*** Source material Section Begins ***

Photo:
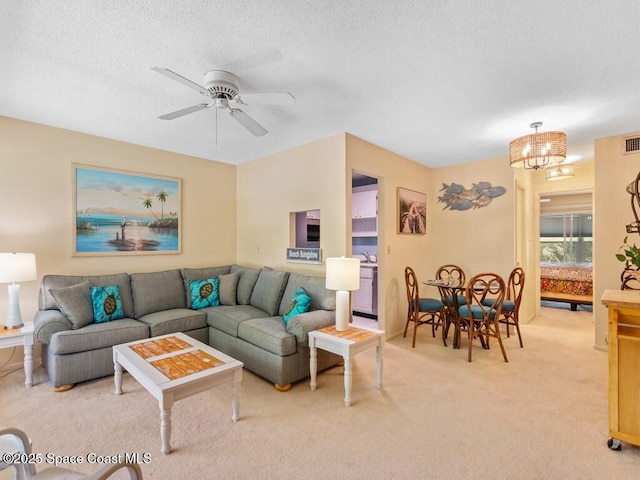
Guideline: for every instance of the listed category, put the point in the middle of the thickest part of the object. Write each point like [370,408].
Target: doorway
[364,245]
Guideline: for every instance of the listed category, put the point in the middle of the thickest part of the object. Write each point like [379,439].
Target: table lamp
[16,267]
[343,275]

*** Source material Section Ends ***

- Problem
Go through the data above and transcribe it in full, omitting any image.

- Written solution
Photo:
Guideline: for every instance of the listed category, put the point in the middle of the thickest part of the object. Write each point like [370,408].
Target: doorway
[364,245]
Guideline: for every instance of the listed category, put the point in the middle of the thickest part of the object. Write each point like [379,439].
Target: table lamp
[16,267]
[343,275]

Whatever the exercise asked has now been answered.